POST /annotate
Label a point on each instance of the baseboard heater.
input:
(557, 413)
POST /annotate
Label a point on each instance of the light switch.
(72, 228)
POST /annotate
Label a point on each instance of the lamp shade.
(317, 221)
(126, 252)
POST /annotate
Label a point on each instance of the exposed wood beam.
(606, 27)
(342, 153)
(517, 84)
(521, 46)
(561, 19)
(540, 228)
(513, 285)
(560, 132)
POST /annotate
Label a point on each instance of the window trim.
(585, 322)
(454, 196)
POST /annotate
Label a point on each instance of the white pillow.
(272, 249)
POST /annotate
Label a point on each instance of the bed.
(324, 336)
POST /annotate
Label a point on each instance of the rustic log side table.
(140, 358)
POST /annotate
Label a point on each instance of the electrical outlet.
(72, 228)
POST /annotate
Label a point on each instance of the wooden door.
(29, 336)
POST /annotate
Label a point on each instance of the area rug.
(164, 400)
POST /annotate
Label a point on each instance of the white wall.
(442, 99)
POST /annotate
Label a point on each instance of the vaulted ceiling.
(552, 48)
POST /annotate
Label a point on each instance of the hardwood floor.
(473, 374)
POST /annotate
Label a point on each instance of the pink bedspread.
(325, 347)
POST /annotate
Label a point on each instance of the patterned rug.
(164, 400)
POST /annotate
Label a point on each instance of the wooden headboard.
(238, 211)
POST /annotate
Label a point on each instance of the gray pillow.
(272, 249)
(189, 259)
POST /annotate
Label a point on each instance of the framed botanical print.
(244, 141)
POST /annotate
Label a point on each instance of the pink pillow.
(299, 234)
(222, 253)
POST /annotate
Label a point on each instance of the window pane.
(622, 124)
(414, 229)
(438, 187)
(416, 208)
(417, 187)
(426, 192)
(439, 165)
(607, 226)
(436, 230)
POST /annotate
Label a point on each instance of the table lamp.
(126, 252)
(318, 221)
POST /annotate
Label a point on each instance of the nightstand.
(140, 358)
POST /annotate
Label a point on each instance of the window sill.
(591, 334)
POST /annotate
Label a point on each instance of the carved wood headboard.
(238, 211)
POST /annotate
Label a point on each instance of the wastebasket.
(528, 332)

_Task goal_. Give a word-for-word copy of the records.

_Full output_.
POST /annotate
Label a point on each instance of the baseboard heater.
input:
(557, 413)
POST /annotate
Label a point on each instance of the light switch.
(72, 228)
POST /annotate
Label a point on each instance of the lamp shade.
(317, 221)
(126, 252)
POST /annotate
Label a point on each instance of the exposed wood beam.
(606, 27)
(342, 153)
(517, 84)
(521, 46)
(561, 19)
(540, 228)
(513, 285)
(560, 132)
POST /annotate
Label a point on each instance of the window trim.
(585, 322)
(454, 196)
POST /annotate
Label a point on each instance of the white pillow.
(272, 249)
POST /annotate
Label a point on each instance of the bed.
(324, 336)
POST /annotate
Label a point on each instance of the rustic log side table.
(140, 358)
POST /annotate
Label a point on each instance of the electrical outlet.
(72, 228)
POST /annotate
Label a point on each instance of the wooden door.
(29, 336)
POST /annotate
Label a point on each instance of the area rug.
(164, 400)
POST /annotate
Label a point on each instance of the white wall.
(442, 99)
POST /annotate
Label a point on each instance of the vaulted ceiling.
(552, 48)
POST /annotate
Label a point on each instance of the hardwood floor.
(473, 374)
POST /annotate
Label a point on each instance of the pink bedspread.
(325, 347)
POST /annotate
Label a point on each instance of the patterned rug.
(164, 400)
POST /annotate
Label a point on each instance of the wooden headboard.
(238, 211)
POST /annotate
Label a point on each instance of the gray pillow.
(272, 249)
(189, 259)
POST /annotate
Label a point on each instance of the framed botanical print.
(244, 141)
POST /annotate
Label a point on each instance of the pink pillow.
(299, 234)
(222, 253)
POST /annotate
Label a point on each instance of the window pane.
(622, 124)
(414, 229)
(438, 187)
(416, 208)
(417, 187)
(426, 192)
(439, 165)
(607, 226)
(436, 230)
POST /annotate
Label a point on each instance of the table lamp.
(126, 252)
(318, 221)
POST /annotate
Label a point on each instance of the nightstand.
(140, 358)
POST /annotate
Label a point on each instance of the window sill.
(591, 334)
POST /annotate
Label a point on each instance of the carved wood headboard.
(238, 211)
POST /annotate
Label a point on each instance of the wastebasket.
(528, 332)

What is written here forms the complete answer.